— WHAT YOU ARE ASKED TO DO —
The answer must be the data, repeated exactly.

— SOURCE MATERIAL —
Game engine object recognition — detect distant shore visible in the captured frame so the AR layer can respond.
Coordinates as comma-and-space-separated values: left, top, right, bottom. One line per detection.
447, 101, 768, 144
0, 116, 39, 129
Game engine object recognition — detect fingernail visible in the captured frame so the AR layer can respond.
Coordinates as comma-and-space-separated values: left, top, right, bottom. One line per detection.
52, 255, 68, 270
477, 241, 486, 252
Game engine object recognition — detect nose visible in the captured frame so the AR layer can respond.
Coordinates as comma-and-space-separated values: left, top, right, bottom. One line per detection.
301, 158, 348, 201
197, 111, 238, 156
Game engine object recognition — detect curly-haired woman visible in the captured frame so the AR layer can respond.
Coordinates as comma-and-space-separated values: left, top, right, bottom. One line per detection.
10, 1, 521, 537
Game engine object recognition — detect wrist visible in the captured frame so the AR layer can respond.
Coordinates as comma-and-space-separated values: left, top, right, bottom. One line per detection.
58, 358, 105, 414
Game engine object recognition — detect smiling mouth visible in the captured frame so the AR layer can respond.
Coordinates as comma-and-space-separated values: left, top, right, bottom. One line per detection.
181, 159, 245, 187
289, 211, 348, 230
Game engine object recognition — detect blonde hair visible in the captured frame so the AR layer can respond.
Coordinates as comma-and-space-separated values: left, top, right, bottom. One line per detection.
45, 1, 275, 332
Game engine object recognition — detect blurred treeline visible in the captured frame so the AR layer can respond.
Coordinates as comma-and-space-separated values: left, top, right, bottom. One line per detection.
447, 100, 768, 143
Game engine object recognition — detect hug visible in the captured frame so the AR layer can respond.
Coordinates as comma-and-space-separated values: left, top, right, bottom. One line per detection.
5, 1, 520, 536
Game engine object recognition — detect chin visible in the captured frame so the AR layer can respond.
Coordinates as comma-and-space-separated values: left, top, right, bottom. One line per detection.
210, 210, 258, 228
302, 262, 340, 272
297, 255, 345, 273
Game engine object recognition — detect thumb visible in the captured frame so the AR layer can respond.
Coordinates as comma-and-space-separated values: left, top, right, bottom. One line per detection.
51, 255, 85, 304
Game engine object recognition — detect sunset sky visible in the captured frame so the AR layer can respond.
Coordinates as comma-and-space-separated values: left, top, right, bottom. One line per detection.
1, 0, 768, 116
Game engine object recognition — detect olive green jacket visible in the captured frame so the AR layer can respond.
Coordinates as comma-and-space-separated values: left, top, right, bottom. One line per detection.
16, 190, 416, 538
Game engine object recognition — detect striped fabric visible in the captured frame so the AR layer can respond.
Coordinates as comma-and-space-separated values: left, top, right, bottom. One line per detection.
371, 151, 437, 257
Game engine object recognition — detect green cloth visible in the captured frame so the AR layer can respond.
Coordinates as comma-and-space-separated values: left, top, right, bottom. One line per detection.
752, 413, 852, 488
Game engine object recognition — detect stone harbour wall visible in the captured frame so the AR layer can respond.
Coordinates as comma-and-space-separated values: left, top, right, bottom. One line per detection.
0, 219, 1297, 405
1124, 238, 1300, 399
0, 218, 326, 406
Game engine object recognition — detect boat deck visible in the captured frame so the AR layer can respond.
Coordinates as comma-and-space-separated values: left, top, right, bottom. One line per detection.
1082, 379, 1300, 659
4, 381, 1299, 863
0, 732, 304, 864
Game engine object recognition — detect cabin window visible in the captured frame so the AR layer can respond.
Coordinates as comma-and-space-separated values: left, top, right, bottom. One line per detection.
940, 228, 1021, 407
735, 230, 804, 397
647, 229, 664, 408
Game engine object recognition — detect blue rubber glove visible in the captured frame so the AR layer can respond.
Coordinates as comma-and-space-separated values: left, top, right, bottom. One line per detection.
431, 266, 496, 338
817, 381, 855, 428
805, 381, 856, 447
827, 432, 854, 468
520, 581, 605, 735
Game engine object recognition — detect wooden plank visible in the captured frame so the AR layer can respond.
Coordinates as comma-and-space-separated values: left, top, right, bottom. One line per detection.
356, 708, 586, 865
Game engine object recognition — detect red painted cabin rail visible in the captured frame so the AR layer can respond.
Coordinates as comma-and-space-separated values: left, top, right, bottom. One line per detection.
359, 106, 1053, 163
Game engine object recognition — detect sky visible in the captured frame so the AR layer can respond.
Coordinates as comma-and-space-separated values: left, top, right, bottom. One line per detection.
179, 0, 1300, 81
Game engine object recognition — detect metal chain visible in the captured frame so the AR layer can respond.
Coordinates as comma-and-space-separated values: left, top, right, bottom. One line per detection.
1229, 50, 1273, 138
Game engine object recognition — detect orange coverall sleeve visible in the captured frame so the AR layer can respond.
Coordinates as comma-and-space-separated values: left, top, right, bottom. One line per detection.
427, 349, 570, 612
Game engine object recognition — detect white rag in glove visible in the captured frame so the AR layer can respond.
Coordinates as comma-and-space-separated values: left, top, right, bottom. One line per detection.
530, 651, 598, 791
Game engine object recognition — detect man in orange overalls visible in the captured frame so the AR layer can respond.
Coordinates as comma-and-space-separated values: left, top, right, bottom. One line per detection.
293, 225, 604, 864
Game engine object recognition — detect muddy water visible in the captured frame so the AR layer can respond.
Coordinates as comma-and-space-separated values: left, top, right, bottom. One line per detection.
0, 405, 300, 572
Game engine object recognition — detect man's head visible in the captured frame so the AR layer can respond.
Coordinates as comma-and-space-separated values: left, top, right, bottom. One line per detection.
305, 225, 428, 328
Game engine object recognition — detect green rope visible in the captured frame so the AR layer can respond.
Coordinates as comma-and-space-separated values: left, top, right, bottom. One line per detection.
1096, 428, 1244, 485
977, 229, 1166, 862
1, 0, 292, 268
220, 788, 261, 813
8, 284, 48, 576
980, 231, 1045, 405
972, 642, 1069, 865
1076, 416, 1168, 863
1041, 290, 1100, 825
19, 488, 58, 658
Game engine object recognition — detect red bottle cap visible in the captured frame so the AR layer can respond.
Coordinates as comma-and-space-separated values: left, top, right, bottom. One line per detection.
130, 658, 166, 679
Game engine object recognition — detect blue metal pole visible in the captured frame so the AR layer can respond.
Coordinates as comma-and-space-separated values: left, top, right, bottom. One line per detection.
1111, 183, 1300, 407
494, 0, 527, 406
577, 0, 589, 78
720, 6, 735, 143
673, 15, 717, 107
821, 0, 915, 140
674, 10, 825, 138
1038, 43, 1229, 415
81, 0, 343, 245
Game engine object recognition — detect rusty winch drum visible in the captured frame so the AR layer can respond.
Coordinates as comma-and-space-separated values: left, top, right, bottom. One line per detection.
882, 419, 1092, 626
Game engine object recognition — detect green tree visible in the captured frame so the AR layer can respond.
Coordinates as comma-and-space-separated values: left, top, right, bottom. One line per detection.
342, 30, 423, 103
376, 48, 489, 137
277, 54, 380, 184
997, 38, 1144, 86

— SOLUTION BELOW —
Game engine object recognition — detect distant shore visible in the captured frame so the AR layer can respond.
Coordinates as comma-and-space-separated values: left, top, right, bottom. One line per detection.
447, 101, 768, 144
0, 116, 39, 129
Game engine object recognition — detect fingernail visible in the captured frame so the AR layer can respond.
Coordinates as comma-and-space-separated values: left, top, right, bottom. One line per detection.
52, 255, 68, 270
477, 241, 486, 252
Game engine object recognition — detect nose visible in the captured frame so the AR layer can respond.
Coordinates as comma-and-space-separated values: left, top, right, bottom. One line per detection.
301, 158, 348, 201
197, 111, 238, 156
Game engine object recognition — detect curly-haired woman visible in the captured frame so the AR layer can respond.
Coordinates as comma-and-space-separated values: left, top, right, bottom. One line per detection.
10, 1, 521, 537
Game engine object recognition — detect wrist visible in the captured frame so the AR layer can respond.
Coordinates as comma-and-space-separated values: left, top, right, bottom. One line per detection.
58, 358, 105, 414
Game engine object recognition — detect smiling mouth visible in the captured frame so the AR layer can respond.
Coordinates as comma-and-space-separated values: left, top, right, bottom. One line per detection.
181, 159, 245, 187
289, 211, 348, 230
Game engine object recognition — detect blonde hair visible in the captured frame so the AR layer can respond.
Coordinates as comma-and-space-separated values: left, top, right, bottom. One line per detection.
45, 1, 275, 332
Game engine object recognition — detect blurred treeline visible in the captured frame so the AR layer can respond.
Coordinates as comma-and-space-separated values: left, top, right, bottom. One line per detection.
447, 100, 768, 143
Game engine object recognition — detect hug visible in the captured frame so the AR layer can respond.
Coordinates as comma-and-space-separated values: left, top, right, bottom. One line per detection.
5, 1, 520, 536
Game engine object recognition — detect chin visible in the captured frame so the AR layer can respond.
Coordinates as comma-and-space-separated values: left, top, right, bottom. One line per detection.
210, 210, 258, 228
302, 262, 340, 272
297, 255, 345, 273
Game engine object recognition — detect thumb visible in the captured frame so the AR layer can respond.
Coordinates as comma-and-space-separated values: left, top, right, bottom. One line per detection.
51, 255, 85, 304
Game engine object recognition — detect sunset sky visible in the captured frame so the AR layer can respond.
Coordinates as comma-and-space-separated values: left, top, right, bottom. One line per detection.
1, 0, 768, 116
Game engine object recognition — detect olive green jacket visible in the captured frame so the AR layer can respond.
Coordinates as comma-and-space-separated values: left, top, right, bottom. One line per detection.
16, 190, 416, 538
Game engine object recognition — detect striped fabric visible in the captured frame so the AR layer can respond.
Coordinates as comma-and-space-separated values: left, top, right, bottom. One line per detection.
371, 151, 437, 257
Game engine object recognition — detect green cloth visible in the captured frame so the AR layer can respond.
Coordinates as comma-and-space-separated values: left, top, right, bottom. One line per detection.
752, 413, 852, 488
Game engine object recognition — detect stone harbour wall visible in the captured frame so the AR layer can respond.
Coordinates as comma-and-space-separated values: left, top, right, bottom. One line per detection.
0, 219, 1297, 405
1124, 238, 1300, 399
0, 218, 326, 406
Game engine object recognition — detect boat deck visible in the captured frame so the AR layer can respond.
Coordinates as comma-and-space-separated values: left, top, right, bottom. One line per detection.
1082, 379, 1300, 659
4, 381, 1299, 863
0, 732, 304, 864
Game engine object recognition — detect cabin window visible in the captured frame so the AR layer can respond.
Coordinates as comma-and-space-separated values: left, top, right, bottom. One line per detection.
940, 228, 1021, 407
735, 230, 804, 397
647, 229, 664, 408
Game engine object recognition — detect blue rubber glove visible in the captured frame so the AR layer can respond.
Coordinates as comma-and-space-separated values: left, top, right, bottom. One line per detection.
431, 266, 496, 338
817, 381, 855, 428
805, 381, 856, 447
827, 432, 854, 468
520, 581, 605, 735
Game engine object recognition — detect wooden plank visible in the captured frame so the AR layer can respond.
Coordinates as comma-and-space-separated values: left, top, right, bottom. One line per detection.
356, 708, 586, 865
Game engine object recognition — detect red painted cabin rail visible in the captured frame so the AR layer can respond.
Coordinates as comma-and-space-separated values: left, top, right, bottom. One line per detection.
359, 106, 1053, 163
Game engine object recognition — detect sky visible in the captured frame so the AR layer can respond.
Coordinates as comma-and-space-separated values: left, top, right, bottom. One line per detection.
179, 0, 1300, 81
Game engine object recognition — detect metal chain visible in the captured frame so the AR layer can respond.
Coordinates as comma-and-space-separated values: left, top, right, bottom. One line per detection.
1229, 50, 1273, 138
Game engine object recognition — detect orange coverall sleeve visible in the captured frame so the AR layer can respond.
Coordinates as comma-and-space-separated values: left, top, right, bottom. One line per detection.
427, 349, 570, 612
Game engine object recognition — detect white rag in glove visible in the captured frame so the AR layer can respond.
Coordinates as comma-and-space-separated values: left, top, right, bottom. One line per detection.
530, 651, 598, 791
Game engine object recognition — detect man in orange overalls visible in the captured frame so the AR layer can respond.
Coordinates as comma-and-space-separated values: left, top, right, bottom. One line per detection.
293, 225, 604, 864
Game engine object recognition — detect muddy water visible in the captured frame so the AR layer can respond.
Coordinates as comma-and-space-separated values: left, top, right, bottom. One line per detection.
0, 405, 300, 572
Game engine object recognition — detect man's head visible in the captured frame so the AR layer can respond.
Coordinates as comma-and-space-separated values: left, top, right, bottom. One line per detection.
305, 225, 428, 328
Game engine object recognition — detect green rope visible in the captured frame so the AR layer can respond.
Coordinates as comma-and-space-separated values: left, top, right, bottom. One line per detection.
1096, 428, 1244, 485
977, 229, 1166, 862
1, 0, 292, 268
220, 788, 261, 813
8, 284, 48, 576
980, 231, 1045, 405
972, 642, 1069, 865
1076, 416, 1168, 863
1041, 290, 1100, 825
19, 488, 58, 658
Game engine object recognition — detect red bottle cap visible in the captured frame so the AR layer can respond.
Coordinates as comma-and-space-separated values: left, top, right, bottom. One line per detection.
130, 658, 166, 679
Game engine object recognition — detect blue metal pole visible in the captured frame so the AR layer can respond.
Coordinates as comma-and-space-separated values: left, top, right, bottom. One line per detection.
1111, 183, 1300, 407
494, 0, 527, 406
577, 0, 589, 78
720, 6, 735, 143
673, 15, 717, 107
821, 0, 915, 140
674, 10, 825, 138
1038, 43, 1229, 415
81, 0, 343, 245
Game engine object recognition — detect rusty winch drum visible in the captured frame so the AR layer can respond.
Coordinates as comma-and-space-separated values: left, top, right, bottom. One line per detection.
882, 419, 1092, 626
Game engine object recognition — detect green tree visible in the captured frame so the AR layer can respond.
Coordinates as comma-and-space-separated values: left, top, right, bottom. One line per detection.
342, 30, 423, 103
376, 48, 489, 137
277, 54, 380, 184
997, 38, 1144, 86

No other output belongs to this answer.